### Provided information
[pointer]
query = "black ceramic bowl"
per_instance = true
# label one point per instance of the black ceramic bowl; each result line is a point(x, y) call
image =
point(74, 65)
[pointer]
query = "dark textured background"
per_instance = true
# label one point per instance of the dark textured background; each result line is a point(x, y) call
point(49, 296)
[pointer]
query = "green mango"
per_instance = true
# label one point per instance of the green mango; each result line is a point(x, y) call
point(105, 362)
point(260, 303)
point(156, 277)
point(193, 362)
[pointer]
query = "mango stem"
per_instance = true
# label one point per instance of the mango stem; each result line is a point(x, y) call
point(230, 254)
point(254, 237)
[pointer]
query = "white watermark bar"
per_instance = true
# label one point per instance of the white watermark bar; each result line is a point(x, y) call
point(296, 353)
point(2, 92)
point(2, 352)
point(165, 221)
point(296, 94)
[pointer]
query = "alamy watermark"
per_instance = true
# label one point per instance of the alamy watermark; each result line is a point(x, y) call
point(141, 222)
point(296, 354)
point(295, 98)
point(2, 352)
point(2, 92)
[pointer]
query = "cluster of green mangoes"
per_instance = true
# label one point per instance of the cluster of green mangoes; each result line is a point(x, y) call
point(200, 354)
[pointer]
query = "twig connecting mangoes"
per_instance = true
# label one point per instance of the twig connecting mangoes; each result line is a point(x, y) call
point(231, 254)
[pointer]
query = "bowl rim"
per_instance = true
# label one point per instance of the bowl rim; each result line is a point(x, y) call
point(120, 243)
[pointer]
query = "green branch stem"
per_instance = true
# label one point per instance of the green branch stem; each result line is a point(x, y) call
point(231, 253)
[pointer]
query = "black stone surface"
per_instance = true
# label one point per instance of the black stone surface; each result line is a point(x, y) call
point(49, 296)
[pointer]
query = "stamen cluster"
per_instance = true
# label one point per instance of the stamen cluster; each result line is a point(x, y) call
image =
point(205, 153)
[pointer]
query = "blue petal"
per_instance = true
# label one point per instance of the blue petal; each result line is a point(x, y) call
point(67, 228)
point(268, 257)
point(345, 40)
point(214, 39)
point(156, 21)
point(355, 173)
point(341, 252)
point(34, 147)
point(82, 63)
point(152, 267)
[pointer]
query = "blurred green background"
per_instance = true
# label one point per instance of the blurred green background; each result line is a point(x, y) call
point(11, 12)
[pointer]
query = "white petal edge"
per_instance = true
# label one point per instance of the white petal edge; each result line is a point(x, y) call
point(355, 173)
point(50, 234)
######
**Written instruction:** Update all of the records above by replacing each "per_instance" with "each_instance". Leave everything else as it is.

**Result below:**
[pointer]
query = "black ceramic bowl"
each_instance = true
# label one point per instance of the black ceramic bowl; each result line is a point(x, y) call
image =
point(74, 65)
[pointer]
query = "dark textured background"
each_instance = true
# label one point per instance of the dark textured background; each result line is a point(x, y) call
point(49, 296)
[pointer]
query = "green mango"
each_instance = true
# label one point per instance of the green mango; each result line is a point(x, y) call
point(105, 362)
point(260, 303)
point(156, 277)
point(193, 362)
[pointer]
query = "mango stem"
each_instance = true
# label one point per instance of the mango stem; each result line is a point(x, y) call
point(230, 254)
point(254, 237)
[pointer]
query = "white watermark bar"
each_instance = true
# label one point per instance of the white watermark bar; each result line is a point(x, y) call
point(296, 353)
point(2, 92)
point(2, 352)
point(165, 221)
point(296, 94)
[pointer]
query = "alamy watermark"
each_instance = true
# label one point per instance of the alamy watermark; each result line is a point(x, y) call
point(141, 222)
point(296, 354)
point(295, 98)
point(2, 352)
point(2, 92)
[pointer]
query = "cluster of green mangoes"
each_instance = true
# label one point per instance of the cluster of green mangoes; each result line is a point(x, y) call
point(200, 354)
[pointer]
query = "twig connecting mangoes"
each_instance = true
# label one point per instance of the twig connecting mangoes; each result line is a point(x, y) call
point(231, 254)
[pointer]
query = "bowl rim"
each_instance = true
# label one point per instance of the bowl rim; each result line is a point(x, y) call
point(120, 243)
[pointer]
query = "green branch stem"
each_instance = true
# label one point per instance of the green branch stem; each result line is a point(x, y) call
point(231, 253)
[pointer]
query = "black stone surface"
each_instance = true
# label one point per instance of the black stone surface; each result line is a point(x, y) call
point(49, 296)
[pointer]
query = "stamen cluster"
each_instance = true
# label one point per instance of the stamen cluster; each result line is a point(x, y) call
image =
point(205, 153)
[pointer]
query = "blue petal"
each_instance = true
# label one point per instance of the blue petal; each result line is a point(x, y) call
point(67, 228)
point(268, 257)
point(345, 40)
point(214, 39)
point(156, 21)
point(355, 173)
point(341, 252)
point(34, 147)
point(82, 63)
point(152, 267)
[pointer]
query = "blurred green background"
each_instance = true
# label one point per instance of the blurred green background; each result line is a point(x, y) call
point(11, 12)
[pointer]
query = "white petal edge"
each_instance = true
# label one point per instance of the white petal edge; each result line is a point(x, y) call
point(355, 173)
point(50, 234)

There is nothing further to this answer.